***** DATA SECTION

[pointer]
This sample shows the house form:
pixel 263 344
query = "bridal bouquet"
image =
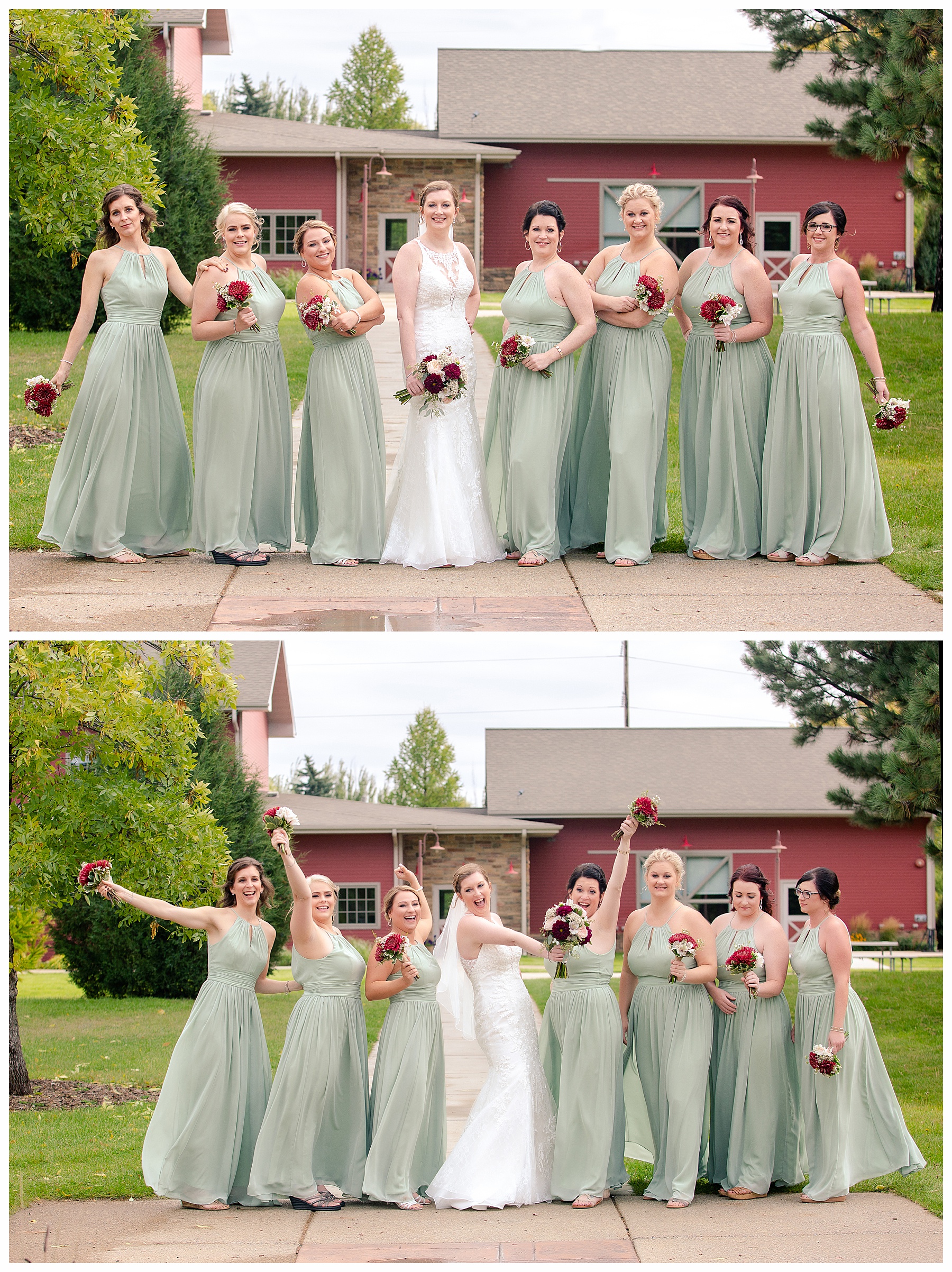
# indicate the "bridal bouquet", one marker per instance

**********
***** DATA SECTION

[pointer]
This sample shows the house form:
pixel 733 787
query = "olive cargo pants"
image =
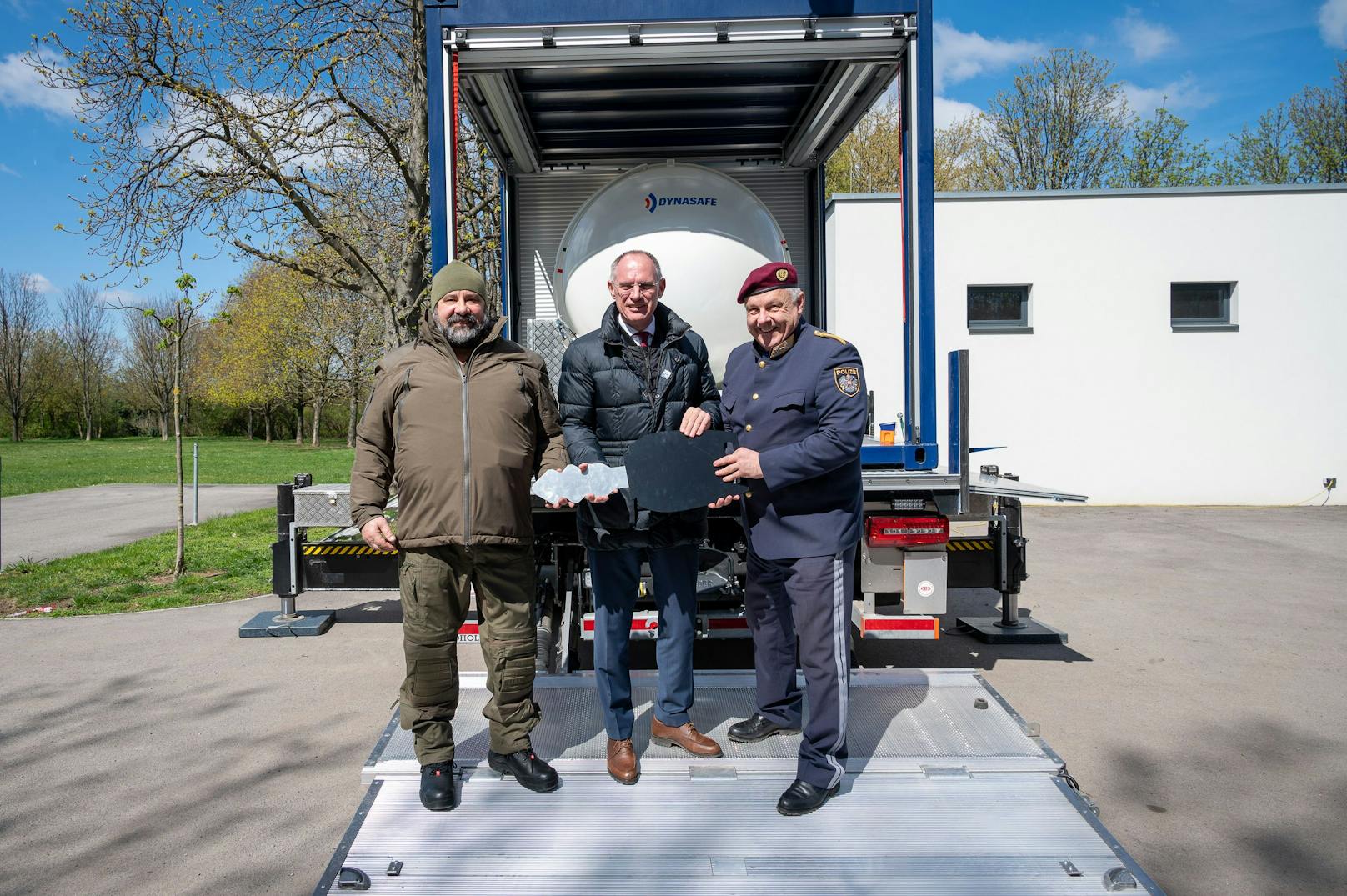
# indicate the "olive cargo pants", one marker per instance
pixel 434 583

**********

TASK REQUIREMENTS
Report every line in the entries above that contains the string "bouquet", matching case exactly.

RESULT OF THE EXERCISE
query = "bridal bouquet"
# indicate the "bridal bouquet", one marker per instance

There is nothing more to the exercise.